Change "dark coat" to "black coat" in everything from the line containing "Where can the pedestrian" down to the line containing "x=1207, y=453", and write out those lines with nothing else altered.

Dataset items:
>>>>>

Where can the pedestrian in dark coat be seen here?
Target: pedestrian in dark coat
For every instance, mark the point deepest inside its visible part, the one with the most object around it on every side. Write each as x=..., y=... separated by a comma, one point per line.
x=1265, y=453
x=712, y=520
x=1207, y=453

<<<<<
>>>>>

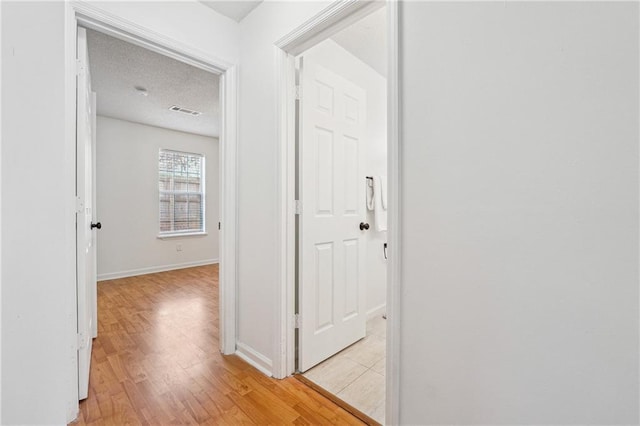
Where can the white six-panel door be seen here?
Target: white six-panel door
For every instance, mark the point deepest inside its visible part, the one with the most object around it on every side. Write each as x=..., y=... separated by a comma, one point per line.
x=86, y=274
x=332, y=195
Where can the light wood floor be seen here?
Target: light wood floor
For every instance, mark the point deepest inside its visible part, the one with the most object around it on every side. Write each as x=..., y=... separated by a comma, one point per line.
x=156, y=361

<<<<<

# [WRITTEN ANSWER]
Where can the pedestrian in black coat be seen here?
Target: pedestrian in black coat
For every instance, mark the point deepest inside its visible part, the one with the most object around it on every side. Write each as x=..., y=... separated by a comma, one point per line.
x=1265, y=453
x=712, y=520
x=1207, y=453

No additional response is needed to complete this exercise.